## Work to do
Please format every row below as a numbered list, leaving out any blank lines.

** Begin **

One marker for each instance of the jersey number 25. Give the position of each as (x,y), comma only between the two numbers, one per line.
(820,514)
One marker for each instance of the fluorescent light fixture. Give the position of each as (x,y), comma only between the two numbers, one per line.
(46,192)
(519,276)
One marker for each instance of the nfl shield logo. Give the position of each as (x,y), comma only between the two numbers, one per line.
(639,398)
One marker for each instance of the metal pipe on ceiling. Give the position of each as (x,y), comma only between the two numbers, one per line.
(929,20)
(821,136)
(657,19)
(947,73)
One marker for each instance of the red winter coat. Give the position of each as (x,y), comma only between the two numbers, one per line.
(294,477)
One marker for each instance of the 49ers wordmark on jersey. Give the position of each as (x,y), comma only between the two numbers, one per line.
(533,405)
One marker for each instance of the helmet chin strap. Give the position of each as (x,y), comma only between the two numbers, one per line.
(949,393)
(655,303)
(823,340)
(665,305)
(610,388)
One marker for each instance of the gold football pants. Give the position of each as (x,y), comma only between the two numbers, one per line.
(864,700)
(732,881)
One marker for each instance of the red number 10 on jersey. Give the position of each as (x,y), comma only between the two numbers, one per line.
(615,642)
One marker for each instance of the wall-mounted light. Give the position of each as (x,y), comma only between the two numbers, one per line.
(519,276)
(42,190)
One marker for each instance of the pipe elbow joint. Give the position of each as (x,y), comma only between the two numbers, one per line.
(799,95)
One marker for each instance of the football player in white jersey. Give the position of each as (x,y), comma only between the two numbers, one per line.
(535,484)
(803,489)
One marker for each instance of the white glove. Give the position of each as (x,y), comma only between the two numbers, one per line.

** End **

## Solution to this problem
1. One marker for each instance of the jersey number 25. Give the position of each as (x,y), comma only between the two numbers, one per line.
2. (820,514)
3. One marker for each instance of the fluorescent light fixture. Give the position of each as (x,y), comma only between the two numbers, one per line.
4. (46,192)
5. (519,276)
6. One marker for each instance of the nfl shield logo. Give the position of each as (x,y), comma only between the two numbers, one per line.
7. (639,398)
8. One marker for each instance of the metal pipe on ceiling. Give the position of each as (x,y), comma only between the two numbers, one per line.
9. (929,20)
10. (821,136)
11. (657,19)
12. (947,73)
13. One marker for each instance of the red winter coat. Give the position of each as (x,y), comma only between the two numbers, one per line.
14. (294,477)
15. One marker for each instance of the 49ers wordmark on jersey. Give the position of each as (x,y), comma only between the two numbers, one per line.
16. (533,405)
17. One marker for each instance of the helmet chin strap. Give the position of each as (x,y), comma only between the two numbers, one per line.
18. (949,393)
19. (655,303)
20. (823,340)
21. (665,305)
22. (610,388)
23. One marker for each instance of the gold football pants. Give the position of each as (x,y), comma only between the two numbers, one per line.
24. (864,700)
25. (732,881)
26. One marker for each instance of the red number 10 on jersey. Give the position of each as (x,y), comma only between the two numbers, one per line.
27. (615,642)
28. One marker for each instance of the wall-mounted light. Give the position of each as (x,y), comma only between the two numbers, one per line.
29. (519,276)
30. (42,190)
31. One marker for each instance of the pipe elbow joint. Give the position of each as (x,y), comma only between the two numbers, one per line.
32. (799,95)
33. One marker for each instance of the football player in white jersey. Give the position of each as (x,y), comma only between the two numbers, one per line.
34. (535,484)
35. (803,489)
36. One marker for each instance of the white glove. Give the position of each as (x,y), comma only between the two numbers, one per line.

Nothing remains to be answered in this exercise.